PASSAGE RETENU:

Il a apporté une touche de fraîcheur à tout le football italien. Après trois années passées à Sassuolo, Roberto De Zerbi a choisi de rejoindre le Shakhtar Donetsk cet été. Pour ce passionné de football aux idées de jeu bien marquées, cette nouvelle aventure se fera loin des frontières italiennes. Derrière le De Zerbismo se cache un football courageux et offensif, mêlant possession, ambition et prise de risque. Celui qui a mené Sassuolo à deux huitièmes places consécutives en Serie A se livre à RMC Sport sur son amour du football.

J’ai retrouvé une interview de 2003, quand vous étiez joueur à Foggia. Une des premières réponses est: "On a pris du plaisir". Quasiment vingt ans après, maintenant que vous êtes devenu entraîneur, on a l’impression que ce mot, le plaisir, vous a suivi tout au long de votre vie dans le football.

Je ne veux pas faire ce métier si je ne me divertis pas. Je cherchais cette sensation quand j’étais joueur, et c’est la même chose maintenant que je suis entraîneur. Quand il est question de football, je mets toujours en avant cette notion de plaisir.

Le fait d’avoir été un joueur offensif, tantôt ailier, tantôt meneur de jeu ou second attaquant, vous a-t-il influencé sur votre manière de voir le football et sur votre quête de divertissement sur le terrain?

Ça a énormément joué. Sur le terrain, je cherchais ce plaisir de jouer. Pour me divertir, j’avais besoin d’avoir le ballon dans les pieds. Que l’équipe l’ait, ou moi. C’est ce que j’essaye de reproduire à mon échelle maintenant, comme entraîneur. Je veux que mon équipe ait le ballon, qu’elle commande le jeu, que les joueurs de grande qualité soient mis dans les meilleures dispositions pour jouer au football. C’est clair que j’essaye d’amener ce que j’étais comme joueur dans mon métier d’entraîneur.

Quand vous étiez adolescent dans les équipes de jeunes de l’AC Milan, dans les années 90, vous avez vu Sacchi diriger l’équipe première. Sacchi avait une idée très esthétique de son football…

L’ADN de ce Milan était en moi comme joueur et l’est toujours comme entraîneur. Le Milan de ces années-là gagnait en jouant mieux que les autres, avec des joueurs d’un immense talent. J’ai pris de tout ça pour la suite de ma carrière.

Dans cet effectif, il y avait Savicevic et Boban. Récemment, Vous disiez que vous adoriez Roberto Mancini et Francesco Totti. Sans oublier Roberto Baggio. Que des numéros 10… et comme entraîneur, il y a une large place pour ce type de joueur dans vos équipes.

Éléments enregistrés du jeu de données
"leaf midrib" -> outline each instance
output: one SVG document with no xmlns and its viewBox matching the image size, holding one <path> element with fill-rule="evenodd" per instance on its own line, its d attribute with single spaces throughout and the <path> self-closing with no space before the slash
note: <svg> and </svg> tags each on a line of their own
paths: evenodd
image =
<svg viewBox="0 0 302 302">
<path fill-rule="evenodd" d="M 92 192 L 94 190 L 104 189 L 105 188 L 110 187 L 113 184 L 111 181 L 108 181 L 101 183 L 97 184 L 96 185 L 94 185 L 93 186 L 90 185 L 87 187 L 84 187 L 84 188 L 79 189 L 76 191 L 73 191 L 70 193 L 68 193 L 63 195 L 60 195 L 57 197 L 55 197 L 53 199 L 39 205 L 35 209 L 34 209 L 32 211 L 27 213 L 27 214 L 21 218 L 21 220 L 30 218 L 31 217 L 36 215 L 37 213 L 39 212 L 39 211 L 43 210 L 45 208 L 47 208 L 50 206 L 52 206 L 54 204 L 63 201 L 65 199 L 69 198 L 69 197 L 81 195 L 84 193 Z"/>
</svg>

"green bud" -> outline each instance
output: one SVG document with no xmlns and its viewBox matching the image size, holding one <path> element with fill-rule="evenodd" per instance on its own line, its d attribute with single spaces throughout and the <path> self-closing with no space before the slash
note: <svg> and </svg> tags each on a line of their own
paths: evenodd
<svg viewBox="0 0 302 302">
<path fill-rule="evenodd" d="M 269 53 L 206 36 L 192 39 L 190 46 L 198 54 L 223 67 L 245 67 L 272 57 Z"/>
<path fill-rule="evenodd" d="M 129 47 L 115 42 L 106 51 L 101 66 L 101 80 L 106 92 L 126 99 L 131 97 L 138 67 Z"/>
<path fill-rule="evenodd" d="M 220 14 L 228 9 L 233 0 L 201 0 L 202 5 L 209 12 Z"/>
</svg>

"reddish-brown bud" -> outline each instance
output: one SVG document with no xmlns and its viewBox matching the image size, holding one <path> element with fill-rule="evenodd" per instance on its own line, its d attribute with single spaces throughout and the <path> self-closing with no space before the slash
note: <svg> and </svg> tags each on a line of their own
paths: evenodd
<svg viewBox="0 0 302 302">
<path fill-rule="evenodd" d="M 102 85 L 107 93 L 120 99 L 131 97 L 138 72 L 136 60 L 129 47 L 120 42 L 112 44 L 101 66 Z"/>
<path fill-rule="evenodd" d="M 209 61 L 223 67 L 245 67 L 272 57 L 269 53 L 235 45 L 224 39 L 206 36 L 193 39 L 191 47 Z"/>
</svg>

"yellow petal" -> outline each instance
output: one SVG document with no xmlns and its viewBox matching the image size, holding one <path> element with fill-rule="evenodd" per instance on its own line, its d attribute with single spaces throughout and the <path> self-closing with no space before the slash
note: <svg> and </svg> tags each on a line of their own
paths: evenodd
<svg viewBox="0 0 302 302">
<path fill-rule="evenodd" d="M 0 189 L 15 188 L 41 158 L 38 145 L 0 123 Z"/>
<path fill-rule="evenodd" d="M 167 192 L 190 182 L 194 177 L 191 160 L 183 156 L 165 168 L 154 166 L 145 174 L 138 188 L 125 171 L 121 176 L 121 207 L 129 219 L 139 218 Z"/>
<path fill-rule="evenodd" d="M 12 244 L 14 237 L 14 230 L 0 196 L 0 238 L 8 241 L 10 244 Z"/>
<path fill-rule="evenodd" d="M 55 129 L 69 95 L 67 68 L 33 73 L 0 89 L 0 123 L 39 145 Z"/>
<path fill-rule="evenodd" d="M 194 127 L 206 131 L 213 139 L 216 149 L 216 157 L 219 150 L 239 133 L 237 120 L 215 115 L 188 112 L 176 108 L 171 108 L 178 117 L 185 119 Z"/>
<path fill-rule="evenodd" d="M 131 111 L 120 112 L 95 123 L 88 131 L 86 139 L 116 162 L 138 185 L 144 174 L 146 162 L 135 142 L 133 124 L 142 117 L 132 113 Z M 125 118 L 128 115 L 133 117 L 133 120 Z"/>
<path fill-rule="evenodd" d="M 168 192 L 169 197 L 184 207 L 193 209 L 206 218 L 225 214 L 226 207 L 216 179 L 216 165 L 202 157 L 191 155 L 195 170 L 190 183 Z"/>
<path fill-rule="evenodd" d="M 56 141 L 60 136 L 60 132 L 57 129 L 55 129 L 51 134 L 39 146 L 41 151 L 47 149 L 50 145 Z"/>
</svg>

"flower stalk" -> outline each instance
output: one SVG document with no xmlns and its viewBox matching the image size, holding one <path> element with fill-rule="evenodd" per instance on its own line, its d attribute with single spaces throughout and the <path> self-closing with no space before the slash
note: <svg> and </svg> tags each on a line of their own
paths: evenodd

CONSIGNES DE TRAVAIL:
- 1) Recopiez le passage de l'entretien qui s'ouvre sur les mots contenant « Il a apporté » et se termine par « dans le football. ».
- 2) Extrayez de la liste chaque ligne qui contient la chaîne « outline », en tenant compte de la casse.

CORRIGÉ PAR TÂCHE:
- 1)
Il a apporté une touche de fraîcheur à tout le football italien. Après trois années passées à Sassuolo, Roberto De Zerbi a choisi de rejoindre le Shakhtar Donetsk cet été. Pour ce passionné de football aux idées de jeu bien marquées, cette nouvelle aventure se fera loin des frontières italiennes. Derrière le De Zerbismo se cache un football courageux et offensif, mêlant possession, ambition et prise de risque. Celui qui a mené Sassuolo à deux huitièmes places consécutives en Serie A se livre à RMC Sport sur son amour du football.

J’ai retrouvé une interview de 2003, quand vous étiez joueur à Foggia. Une des premières réponses est: "On a pris du plaisir". Quasiment vingt ans après, maintenant que vous êtes devenu entraîneur, on a l’impression que ce mot, le plaisir, vous a suivi tout au long de votre vie dans le football.

- 2)
"leaf midrib" -> outline each instance
"green bud" -> outline each instance
"reddish-brown bud" -> outline each instance
"yellow petal" -> outline each instance
"flower stalk" -> outline each instance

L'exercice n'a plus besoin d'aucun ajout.